◆ **GOAL OF THE EXERCISE**
Sift the material below: which lines contain the string "light"? Copy each of them.

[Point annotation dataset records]
--------------------------------------------------

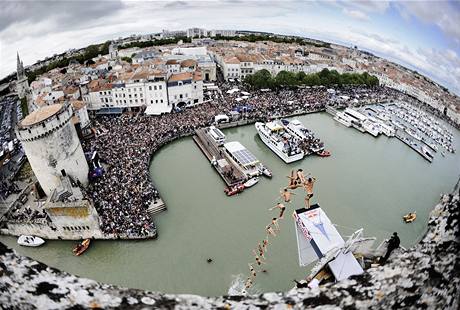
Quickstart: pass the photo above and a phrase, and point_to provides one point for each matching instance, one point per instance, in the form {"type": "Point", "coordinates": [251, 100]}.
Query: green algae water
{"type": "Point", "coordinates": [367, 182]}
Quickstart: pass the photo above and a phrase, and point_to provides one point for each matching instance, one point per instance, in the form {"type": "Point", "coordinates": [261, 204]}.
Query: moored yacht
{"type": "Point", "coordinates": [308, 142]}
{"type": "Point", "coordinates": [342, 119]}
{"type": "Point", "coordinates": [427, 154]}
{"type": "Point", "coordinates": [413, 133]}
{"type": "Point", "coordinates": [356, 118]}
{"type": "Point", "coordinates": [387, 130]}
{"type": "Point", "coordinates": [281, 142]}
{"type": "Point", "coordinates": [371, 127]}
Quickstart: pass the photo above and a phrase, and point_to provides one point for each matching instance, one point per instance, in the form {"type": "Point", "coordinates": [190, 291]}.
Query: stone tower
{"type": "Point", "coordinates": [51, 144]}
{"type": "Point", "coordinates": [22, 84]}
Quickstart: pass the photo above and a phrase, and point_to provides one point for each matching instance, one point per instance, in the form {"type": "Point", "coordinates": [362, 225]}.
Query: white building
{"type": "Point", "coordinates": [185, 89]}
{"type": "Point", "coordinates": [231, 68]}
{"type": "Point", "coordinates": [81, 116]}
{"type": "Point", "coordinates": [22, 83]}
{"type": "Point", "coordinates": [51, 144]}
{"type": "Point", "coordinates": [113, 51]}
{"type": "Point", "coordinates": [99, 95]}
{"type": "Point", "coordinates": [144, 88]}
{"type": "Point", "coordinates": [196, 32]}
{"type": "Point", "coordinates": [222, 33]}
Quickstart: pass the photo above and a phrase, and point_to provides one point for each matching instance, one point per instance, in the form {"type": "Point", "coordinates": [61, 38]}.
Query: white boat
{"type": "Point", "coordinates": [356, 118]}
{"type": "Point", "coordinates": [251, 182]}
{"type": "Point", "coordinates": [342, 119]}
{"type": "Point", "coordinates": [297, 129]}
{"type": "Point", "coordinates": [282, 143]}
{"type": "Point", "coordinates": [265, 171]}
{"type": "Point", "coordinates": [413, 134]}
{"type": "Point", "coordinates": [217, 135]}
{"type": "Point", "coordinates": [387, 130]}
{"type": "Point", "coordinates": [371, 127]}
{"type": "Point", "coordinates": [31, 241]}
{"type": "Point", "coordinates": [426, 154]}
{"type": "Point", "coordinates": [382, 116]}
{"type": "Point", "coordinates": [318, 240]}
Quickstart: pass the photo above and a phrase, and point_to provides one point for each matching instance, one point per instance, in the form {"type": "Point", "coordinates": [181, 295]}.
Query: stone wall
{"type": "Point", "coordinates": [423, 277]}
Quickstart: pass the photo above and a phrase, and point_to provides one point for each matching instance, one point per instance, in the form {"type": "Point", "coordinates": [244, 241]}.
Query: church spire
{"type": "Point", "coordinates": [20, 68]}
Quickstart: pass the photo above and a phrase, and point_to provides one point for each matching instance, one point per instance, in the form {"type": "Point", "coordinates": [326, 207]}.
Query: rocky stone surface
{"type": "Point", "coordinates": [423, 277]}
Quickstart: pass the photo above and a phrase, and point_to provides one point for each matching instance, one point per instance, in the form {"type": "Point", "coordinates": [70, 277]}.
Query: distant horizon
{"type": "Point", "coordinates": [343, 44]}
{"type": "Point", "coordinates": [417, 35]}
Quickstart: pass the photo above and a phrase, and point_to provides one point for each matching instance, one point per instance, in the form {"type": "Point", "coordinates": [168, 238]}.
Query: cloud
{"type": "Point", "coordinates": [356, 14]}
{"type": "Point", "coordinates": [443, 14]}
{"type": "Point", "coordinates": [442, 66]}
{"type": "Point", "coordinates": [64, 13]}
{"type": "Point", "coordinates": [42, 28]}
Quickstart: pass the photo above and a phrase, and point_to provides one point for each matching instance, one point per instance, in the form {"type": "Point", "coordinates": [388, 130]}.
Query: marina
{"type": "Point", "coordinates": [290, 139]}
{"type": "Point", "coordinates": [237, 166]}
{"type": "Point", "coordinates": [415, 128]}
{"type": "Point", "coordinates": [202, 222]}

--------------------------------------------------

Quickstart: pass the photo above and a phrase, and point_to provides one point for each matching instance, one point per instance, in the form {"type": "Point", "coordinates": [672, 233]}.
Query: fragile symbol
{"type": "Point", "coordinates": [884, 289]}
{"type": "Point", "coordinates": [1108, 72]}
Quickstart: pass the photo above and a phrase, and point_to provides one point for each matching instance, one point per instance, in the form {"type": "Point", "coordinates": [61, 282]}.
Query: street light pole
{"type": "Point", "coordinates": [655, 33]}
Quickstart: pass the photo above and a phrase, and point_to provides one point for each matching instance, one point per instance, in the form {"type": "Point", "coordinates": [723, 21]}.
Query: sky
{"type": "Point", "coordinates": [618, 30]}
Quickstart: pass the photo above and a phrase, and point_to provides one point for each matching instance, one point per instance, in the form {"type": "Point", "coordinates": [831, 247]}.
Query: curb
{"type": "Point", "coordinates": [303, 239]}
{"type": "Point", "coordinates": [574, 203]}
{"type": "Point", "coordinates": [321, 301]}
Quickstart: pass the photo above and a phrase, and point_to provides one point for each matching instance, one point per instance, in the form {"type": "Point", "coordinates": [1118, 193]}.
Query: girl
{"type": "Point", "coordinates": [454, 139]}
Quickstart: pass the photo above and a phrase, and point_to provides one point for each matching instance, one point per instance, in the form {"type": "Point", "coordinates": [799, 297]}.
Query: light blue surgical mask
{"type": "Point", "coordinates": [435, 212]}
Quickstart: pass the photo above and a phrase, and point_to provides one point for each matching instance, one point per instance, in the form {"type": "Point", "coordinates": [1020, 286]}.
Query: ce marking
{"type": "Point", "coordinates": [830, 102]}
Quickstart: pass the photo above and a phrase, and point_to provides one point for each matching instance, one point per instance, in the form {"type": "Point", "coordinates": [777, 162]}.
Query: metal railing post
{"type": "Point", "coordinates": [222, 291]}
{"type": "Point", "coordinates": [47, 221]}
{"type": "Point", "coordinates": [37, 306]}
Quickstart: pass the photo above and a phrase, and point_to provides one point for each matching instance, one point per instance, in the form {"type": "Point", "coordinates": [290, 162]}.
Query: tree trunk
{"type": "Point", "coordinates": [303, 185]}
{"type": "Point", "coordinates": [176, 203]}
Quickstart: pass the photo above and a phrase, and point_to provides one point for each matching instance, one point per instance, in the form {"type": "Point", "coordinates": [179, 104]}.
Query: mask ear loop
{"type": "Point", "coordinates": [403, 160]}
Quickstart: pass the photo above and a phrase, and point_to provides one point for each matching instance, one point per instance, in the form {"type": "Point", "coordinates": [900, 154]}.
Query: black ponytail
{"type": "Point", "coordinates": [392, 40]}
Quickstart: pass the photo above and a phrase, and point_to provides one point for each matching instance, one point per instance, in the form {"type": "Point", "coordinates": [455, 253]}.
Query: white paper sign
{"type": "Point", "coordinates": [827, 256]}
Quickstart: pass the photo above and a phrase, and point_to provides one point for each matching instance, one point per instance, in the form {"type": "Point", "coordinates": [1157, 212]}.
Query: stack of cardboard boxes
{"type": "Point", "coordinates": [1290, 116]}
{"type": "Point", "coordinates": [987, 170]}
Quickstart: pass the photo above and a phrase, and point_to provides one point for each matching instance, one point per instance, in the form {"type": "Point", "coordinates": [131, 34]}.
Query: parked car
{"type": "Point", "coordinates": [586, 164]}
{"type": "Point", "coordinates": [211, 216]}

--------------------------------------------------

◆ **CORRECT RESPONSE**
Query: street light pole
Query: light blue surgical mask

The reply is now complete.